═════ DOCUMENT PASSAGE
# Anyone ever practice Soo Bahk Do Moo Duk Kwan?



## GetOntheGoodFoot (Sep 21, 2012)

Hey, has anyone practiced Soo Bahk Do Moo Duk Kwan or know anything about it? There's a place near me that teaches it and im curious as to what its all about. Id love to build mental and physical strength as well as cardio and conditioning, so im not sure this would be the best fit for me. Still im curious as to the aspects of Soo Bahk Do Moo Duk Kwan and heres a link even for the place near me. I hope someone here has practiced it before id love to chat with them.

http://www.grogansmartialarts.com/


----------



## JWLuiza (Sep 21, 2012)

Please don't start multiple threads on same topic, typical new forum poster mistake... I understand you are eager for information. Mod: Can you merge and/or close the 3 threads on this same issue?


----------



## lklawson (Sep 21, 2012)

Let's consolidate the threads:

http://www.martialtalk.com/forum/showthread.php/105375-Soo-Bahk-Do-Moo-Duk-Kwan

Peace favor your sword,
Kirk


----------



## GetOntheGoodFoot (Sep 22, 2012)

Yes im sorry, I noticed the Korean forum after the first post and thought it was the proper forum for my question. Wont happen again, do I have to remove the thread or does someone else kill it?


----------



## lklawson (Sep 22, 2012)

It is a good place for it.  No one's upset.

I'm just directing replies to the other thread, that's all.  

Peace favor your sword,
Kirk


----------
══════════
WHAT YOU WILL DO:
Answer these questions from the Soo Bahk Do thread:
1. What does JWLuiza ask the moderator to do with the threads?
2. Which forum did GetOntheGoodFoot notice after the first post?
3. Where is lklawson directing replies?
The material has no connection to the Soo Bahk Do thread.
═════ GIVEN DATA
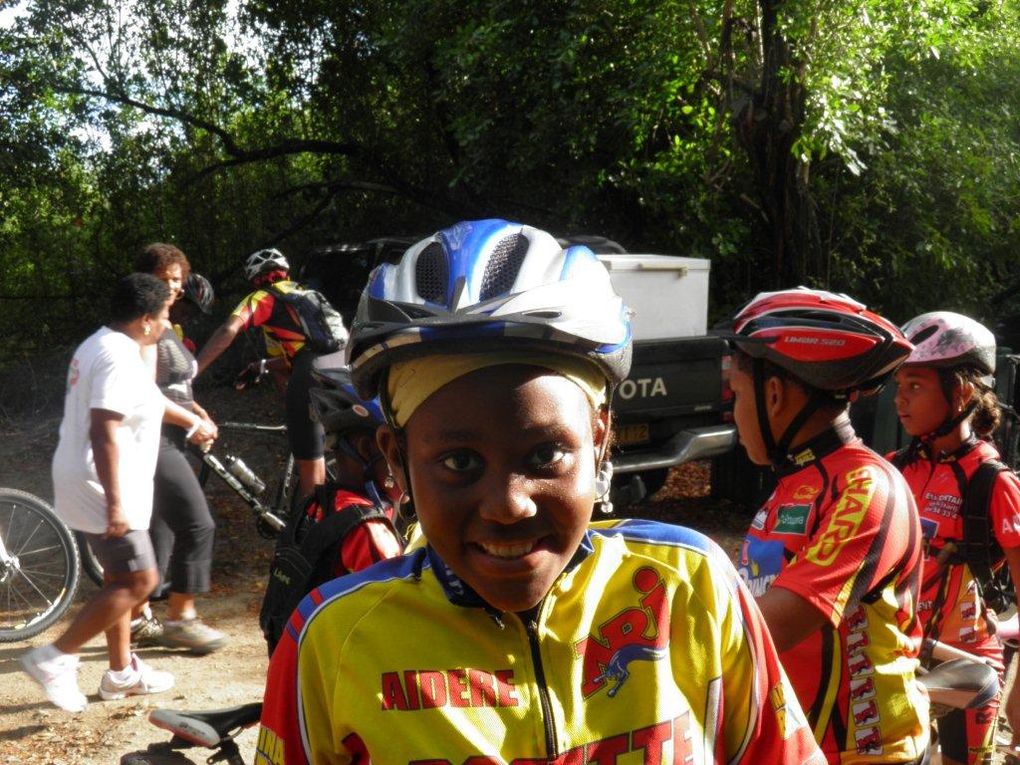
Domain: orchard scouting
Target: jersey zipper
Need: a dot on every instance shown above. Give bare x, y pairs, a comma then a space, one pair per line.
531, 628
══════════
EXERCISE ANSWER:
1. Merge and/or close the 3 threads on the same issue.
2. The Korean forum.
3. To the other thread.